SELECTED EXCERPT: Begin
Valentine’s Day is symbolized by roses, chocolate and paying way too much for dinner. But if we consider the love and commitment all those gifts and goodies are supposed to celebrate, there’s no better state for marriage than Iowa, the place where unions stick.

Other states have higher marriage rates. Nevada, home of the Little White Chapel, registered 36.9 marriages per 1,000 people in 2011, according to the Centers for Disease Control and Prevention. Hawaii had the second-highest rate, with 17.6 marriages per 1,000 residents.

But marriages in Iowa last. The CDC says the state’s divorce rate, 2.4 per 1,000 residents as of 2011, is the lowest in the nation. And in Iowa, everyone can get married. After Iowa’s Supreme Court made the state the third to allow same-sex marriage, in 2009, the divorce rate stayed steady.

Divorce rates in 2011 were also below 3 per 1,000 residents in Illinois, Maryland, Massachusetts, New Jersey, New York, North Dakota, Pennsylvania, Wisconsin and the District of Columbia, the CDC reported. Nevada’s 5.6 rate was the highest in the country.
SELECTED EXCERPT: End
AVAILABLE DATA: Begin
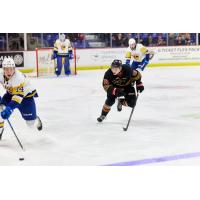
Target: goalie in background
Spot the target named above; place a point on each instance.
(138, 54)
(19, 94)
(62, 53)
(119, 81)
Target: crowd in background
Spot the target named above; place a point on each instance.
(16, 41)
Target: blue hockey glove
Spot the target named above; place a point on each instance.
(54, 55)
(5, 114)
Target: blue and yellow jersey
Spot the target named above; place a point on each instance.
(18, 86)
(62, 48)
(137, 54)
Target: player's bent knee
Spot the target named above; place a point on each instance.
(132, 103)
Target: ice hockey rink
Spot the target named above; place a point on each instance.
(164, 129)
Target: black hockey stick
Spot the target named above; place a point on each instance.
(126, 128)
(20, 144)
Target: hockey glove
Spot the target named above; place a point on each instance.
(144, 64)
(5, 114)
(118, 92)
(128, 62)
(139, 87)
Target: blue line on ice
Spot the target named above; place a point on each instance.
(156, 160)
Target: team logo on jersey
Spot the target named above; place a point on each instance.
(18, 59)
(63, 47)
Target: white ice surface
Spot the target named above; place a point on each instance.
(165, 121)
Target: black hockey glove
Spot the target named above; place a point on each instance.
(118, 92)
(139, 87)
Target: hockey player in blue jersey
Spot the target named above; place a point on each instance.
(62, 53)
(138, 54)
(19, 95)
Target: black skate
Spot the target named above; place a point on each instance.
(119, 105)
(2, 130)
(39, 125)
(101, 118)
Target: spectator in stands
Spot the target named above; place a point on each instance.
(118, 40)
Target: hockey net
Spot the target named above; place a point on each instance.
(45, 66)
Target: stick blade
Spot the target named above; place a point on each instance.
(125, 129)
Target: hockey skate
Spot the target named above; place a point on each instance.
(39, 124)
(119, 105)
(101, 118)
(1, 133)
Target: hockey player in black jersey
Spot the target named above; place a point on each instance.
(119, 81)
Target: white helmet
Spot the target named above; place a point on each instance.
(131, 41)
(8, 62)
(62, 37)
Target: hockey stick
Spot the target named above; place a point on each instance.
(20, 144)
(126, 128)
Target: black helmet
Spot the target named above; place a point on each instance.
(116, 63)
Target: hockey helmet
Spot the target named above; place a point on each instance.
(116, 63)
(131, 41)
(62, 37)
(8, 62)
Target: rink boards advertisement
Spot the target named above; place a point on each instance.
(18, 57)
(164, 56)
(101, 58)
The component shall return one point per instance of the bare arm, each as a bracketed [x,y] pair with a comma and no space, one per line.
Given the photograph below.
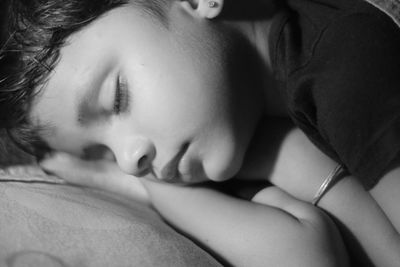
AVAILABLE DATA: End
PROBLEM TO SOLVE: According to the article on Iowa marriages, which state had the highest divorce rate in 2011? None of the data above is needed here.

RESULT OF THE TASK: Nevada, with a rate of 5.6 per 1,000 residents.